Supplied text:
Xiao A is a true enthusiast of turn-based games. After winning numerous world-class awards in turn-based games, Xiao A suddenly remembered a turn-based game he played in Jiangnan during his childhood.
The rules of the game are as follows: First, a number $F$ is given, and the game system generates $T$ sets of games. Each set of games consists of $N$ piles of stones. Xiao A and his opponent take turns making moves. In each move, the player first chooses a positive integer $M \ge 2$ (the player chooses $M$ themselves, and it can be different for each move), and then splits any pile of stones with a quantity of at least $F$ into $M$ piles, such that the pile with the most stones has at most 1 more stone than the pile with the fewest stones (i.e., they are divided as evenly as possible; in fact, with this method of splitting, the state after splitting is fixed once $M$ and a pile are chosen). When a player cannot make a move, which means when the number of stones in every pile is strictly less than $F$, that player loses. (Note: After the first player chooses a pile with at least $F$ stones from the $N$ piles and splits it into $M$ piles, there are $N+M-1$ piles in total. Then Xiao A chooses a pile with at least $F$ stones from these $N+M-1$ piles, and so on.)

Supplied information:
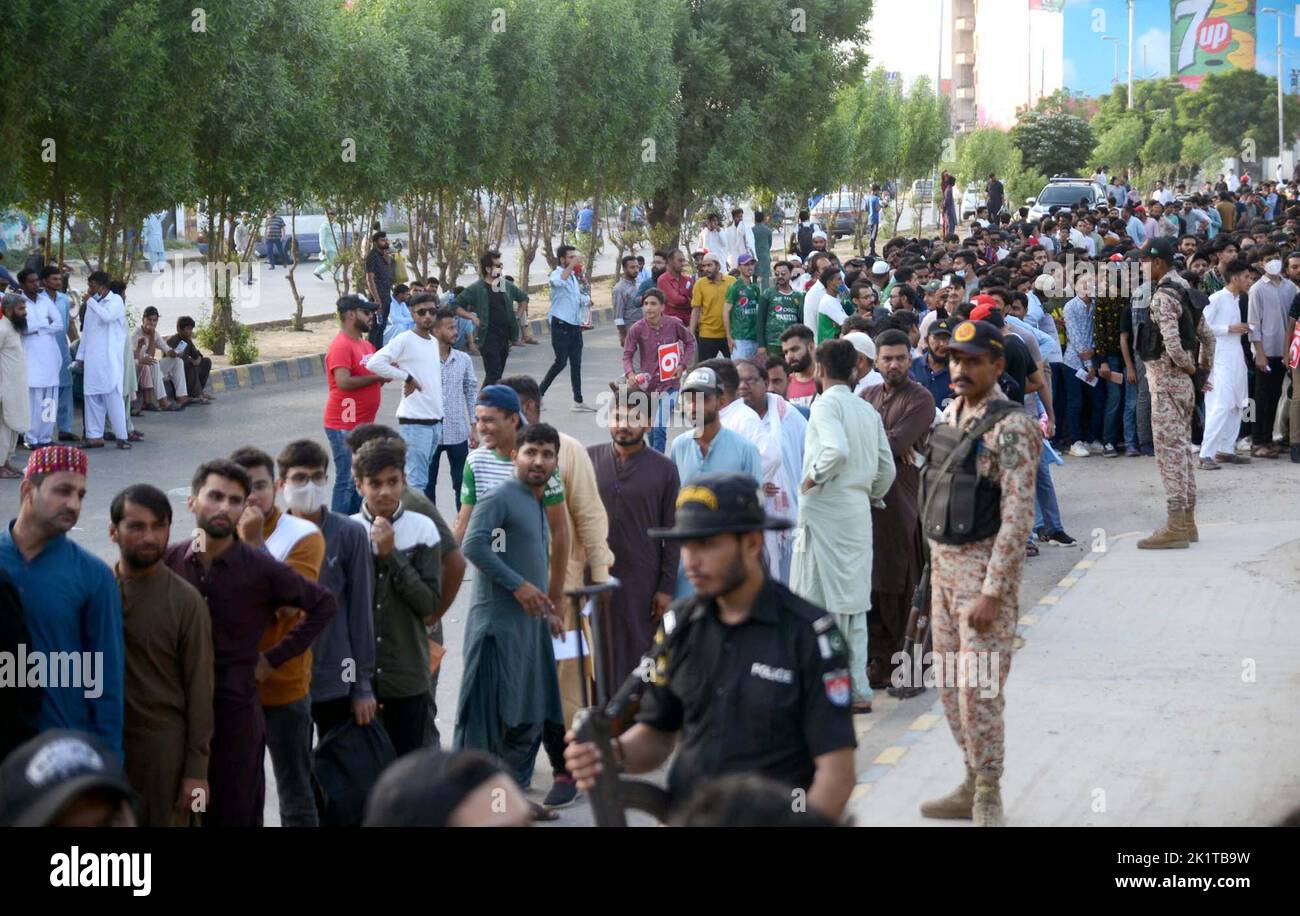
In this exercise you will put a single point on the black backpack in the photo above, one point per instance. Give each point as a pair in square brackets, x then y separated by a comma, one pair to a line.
[1151, 341]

What is needed: Could you continue the stone-splitting game problem above, starting right after its last sentence?

Reply to the exercise:
Xiao A has been a gentleman since he was a child, so he invites his opponent to go first. Xiao A now wants to know, given a set of games, and assuming his opponent is as brilliant as he is, who will win?
Input
The first line contains two positive integers $T$ and $F$, representing the number of game sets and the given number, respectively.
The next $T$ lines each describe a game. The first number $N$ in each line represents the number of piles in the initial state of that game. This is followed by $N$ positive integers, representing the number of stones in each of the $N$ piles.
Output
Output a single line containing $T$ numbers (0 or 1) separated by spaces. A 0 indicates that Xiao A (the second player) will win, and a 1 indicates that Xiao A's opponent (the first player) will win.
Constraints
- For 10% of the data: $T=1, N=1, F \le 1$, number of stones in each pile $\le 10$.
- For 20% of the data: $T \le 100, N \le 2, F \le 1$, number of stones in each pile $\le 10$.
- For 30% of the data: $T \le 100, N \le 100, F \le 1$, number of stones in each pile $\le 10$.
- For 40% of the data: $T \le 100, N \le 100, F \le 5$, number of stones in each pile $\le 15$.
- For 70% of the data: $T \le 100, N \le 100, F \le 1000$, number of stones in each pile $\le 1000$.
- For 100% of the data: $T \le 100, N \le 100, F \le 100000$, number of stones in each pile $\le 100000$.
- All numbers above are positive integers.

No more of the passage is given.